Your answer should consist of the lines in the listing that hold "below".

Task inputs:

BEGIN

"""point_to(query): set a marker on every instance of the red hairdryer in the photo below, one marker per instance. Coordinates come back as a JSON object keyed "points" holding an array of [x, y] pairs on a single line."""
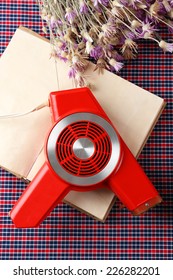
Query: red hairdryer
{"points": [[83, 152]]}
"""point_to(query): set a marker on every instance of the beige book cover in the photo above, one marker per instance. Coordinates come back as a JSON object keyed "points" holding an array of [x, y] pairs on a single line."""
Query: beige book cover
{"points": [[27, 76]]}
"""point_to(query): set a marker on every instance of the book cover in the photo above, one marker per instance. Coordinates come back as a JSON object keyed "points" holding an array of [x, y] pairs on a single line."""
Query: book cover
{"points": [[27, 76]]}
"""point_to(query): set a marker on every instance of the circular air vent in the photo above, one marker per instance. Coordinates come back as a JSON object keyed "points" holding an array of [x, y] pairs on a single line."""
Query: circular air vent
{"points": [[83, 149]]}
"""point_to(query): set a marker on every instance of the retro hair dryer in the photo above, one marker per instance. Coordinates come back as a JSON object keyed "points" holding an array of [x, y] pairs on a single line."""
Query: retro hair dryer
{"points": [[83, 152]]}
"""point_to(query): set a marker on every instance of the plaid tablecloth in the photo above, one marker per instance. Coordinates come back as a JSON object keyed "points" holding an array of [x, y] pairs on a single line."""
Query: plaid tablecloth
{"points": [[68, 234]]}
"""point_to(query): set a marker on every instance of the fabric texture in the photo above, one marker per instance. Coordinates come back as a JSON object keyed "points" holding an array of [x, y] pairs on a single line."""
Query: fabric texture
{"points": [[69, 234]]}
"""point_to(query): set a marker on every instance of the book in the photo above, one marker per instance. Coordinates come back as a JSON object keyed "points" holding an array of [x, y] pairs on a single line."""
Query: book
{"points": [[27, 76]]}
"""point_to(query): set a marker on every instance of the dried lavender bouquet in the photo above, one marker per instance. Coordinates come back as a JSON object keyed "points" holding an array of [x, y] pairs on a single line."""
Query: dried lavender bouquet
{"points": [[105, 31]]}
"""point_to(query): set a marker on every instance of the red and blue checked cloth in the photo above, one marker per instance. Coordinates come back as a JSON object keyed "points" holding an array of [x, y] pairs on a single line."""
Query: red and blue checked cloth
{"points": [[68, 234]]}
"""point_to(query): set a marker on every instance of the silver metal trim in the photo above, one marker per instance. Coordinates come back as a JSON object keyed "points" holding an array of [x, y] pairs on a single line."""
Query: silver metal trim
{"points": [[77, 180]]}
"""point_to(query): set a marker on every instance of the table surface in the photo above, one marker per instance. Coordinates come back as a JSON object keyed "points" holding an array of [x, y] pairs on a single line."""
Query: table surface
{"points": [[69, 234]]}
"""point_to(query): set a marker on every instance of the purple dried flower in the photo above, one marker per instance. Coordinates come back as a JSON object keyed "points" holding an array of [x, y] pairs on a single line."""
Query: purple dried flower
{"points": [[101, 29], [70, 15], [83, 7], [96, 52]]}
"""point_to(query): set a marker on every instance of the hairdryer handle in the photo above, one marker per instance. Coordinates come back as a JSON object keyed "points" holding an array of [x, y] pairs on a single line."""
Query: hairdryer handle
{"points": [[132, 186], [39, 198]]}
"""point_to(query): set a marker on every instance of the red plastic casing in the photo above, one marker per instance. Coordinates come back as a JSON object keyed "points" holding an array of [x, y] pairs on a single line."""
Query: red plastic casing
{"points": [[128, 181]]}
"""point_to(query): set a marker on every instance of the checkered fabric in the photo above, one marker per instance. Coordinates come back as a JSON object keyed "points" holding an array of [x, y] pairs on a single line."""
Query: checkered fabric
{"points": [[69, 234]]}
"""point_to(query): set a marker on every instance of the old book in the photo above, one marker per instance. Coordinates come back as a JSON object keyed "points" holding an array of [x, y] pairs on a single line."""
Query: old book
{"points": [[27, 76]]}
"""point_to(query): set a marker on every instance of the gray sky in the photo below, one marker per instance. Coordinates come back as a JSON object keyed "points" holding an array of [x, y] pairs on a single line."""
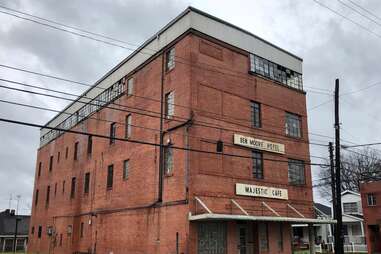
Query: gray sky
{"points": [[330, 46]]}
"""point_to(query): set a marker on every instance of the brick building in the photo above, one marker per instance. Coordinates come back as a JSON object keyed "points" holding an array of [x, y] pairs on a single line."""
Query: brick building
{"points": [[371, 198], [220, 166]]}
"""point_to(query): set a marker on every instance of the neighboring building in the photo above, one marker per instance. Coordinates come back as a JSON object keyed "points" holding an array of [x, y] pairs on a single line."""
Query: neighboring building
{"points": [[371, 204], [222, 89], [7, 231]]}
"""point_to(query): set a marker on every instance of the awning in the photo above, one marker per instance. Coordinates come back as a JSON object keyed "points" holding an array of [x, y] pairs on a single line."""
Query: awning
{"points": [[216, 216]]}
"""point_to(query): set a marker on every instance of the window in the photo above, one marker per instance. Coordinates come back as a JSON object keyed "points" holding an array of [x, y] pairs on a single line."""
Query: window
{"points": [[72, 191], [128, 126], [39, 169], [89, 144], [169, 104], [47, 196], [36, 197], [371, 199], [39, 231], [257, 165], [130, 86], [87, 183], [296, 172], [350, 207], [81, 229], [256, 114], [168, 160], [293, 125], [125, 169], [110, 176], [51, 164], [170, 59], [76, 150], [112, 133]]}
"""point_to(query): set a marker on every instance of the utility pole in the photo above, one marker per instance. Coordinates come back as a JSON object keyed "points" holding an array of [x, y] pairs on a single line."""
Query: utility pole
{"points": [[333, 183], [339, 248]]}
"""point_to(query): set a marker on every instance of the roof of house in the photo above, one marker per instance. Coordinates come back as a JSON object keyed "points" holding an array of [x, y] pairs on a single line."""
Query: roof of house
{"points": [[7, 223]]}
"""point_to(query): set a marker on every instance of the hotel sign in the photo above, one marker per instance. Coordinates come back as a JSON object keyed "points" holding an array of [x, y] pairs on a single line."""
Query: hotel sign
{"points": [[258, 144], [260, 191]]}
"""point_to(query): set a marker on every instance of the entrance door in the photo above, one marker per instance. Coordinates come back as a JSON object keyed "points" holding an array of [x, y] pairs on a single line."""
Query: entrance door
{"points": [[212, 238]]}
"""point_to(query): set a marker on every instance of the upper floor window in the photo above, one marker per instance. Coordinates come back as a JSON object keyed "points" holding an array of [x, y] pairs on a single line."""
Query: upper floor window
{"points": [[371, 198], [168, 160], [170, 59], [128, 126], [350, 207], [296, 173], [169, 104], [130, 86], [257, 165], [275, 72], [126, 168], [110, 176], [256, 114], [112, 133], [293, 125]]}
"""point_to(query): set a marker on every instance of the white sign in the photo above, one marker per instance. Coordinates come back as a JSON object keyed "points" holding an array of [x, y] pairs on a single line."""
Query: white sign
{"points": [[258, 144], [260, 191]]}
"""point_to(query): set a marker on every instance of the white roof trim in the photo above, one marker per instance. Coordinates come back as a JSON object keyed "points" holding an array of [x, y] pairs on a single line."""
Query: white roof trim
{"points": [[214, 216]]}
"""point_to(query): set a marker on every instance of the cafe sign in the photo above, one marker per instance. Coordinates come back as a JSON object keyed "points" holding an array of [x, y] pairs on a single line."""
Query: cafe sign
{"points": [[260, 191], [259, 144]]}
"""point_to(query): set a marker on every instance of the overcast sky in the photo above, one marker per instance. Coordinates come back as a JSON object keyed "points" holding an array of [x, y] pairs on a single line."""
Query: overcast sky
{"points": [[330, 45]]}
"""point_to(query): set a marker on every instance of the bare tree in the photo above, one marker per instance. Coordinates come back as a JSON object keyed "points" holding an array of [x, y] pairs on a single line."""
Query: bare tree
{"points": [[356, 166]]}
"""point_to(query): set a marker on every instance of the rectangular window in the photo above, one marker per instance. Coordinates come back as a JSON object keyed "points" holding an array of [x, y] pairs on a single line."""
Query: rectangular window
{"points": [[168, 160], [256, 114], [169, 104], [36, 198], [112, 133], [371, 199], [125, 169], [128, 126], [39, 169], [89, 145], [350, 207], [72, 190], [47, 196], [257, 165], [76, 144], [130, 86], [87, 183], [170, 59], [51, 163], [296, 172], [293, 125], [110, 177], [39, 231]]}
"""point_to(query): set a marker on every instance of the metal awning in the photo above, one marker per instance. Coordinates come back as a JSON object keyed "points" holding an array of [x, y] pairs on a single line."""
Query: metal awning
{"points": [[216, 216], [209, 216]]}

END

Answer to the exercise:
"""point_to(query): set a marker on every instance of the red hairdryer in the photo below, one marker per instance. Coordinates come back as a JSON object keyed "points" holding an array of [x, y] pairs on a single line."""
"""point_to(query): set a marker on every instance of the gray sky in the photo below, one marker per instance. Coordinates come back as a JSON object keyed "points" holding an array of [x, y] pairs on a single line."""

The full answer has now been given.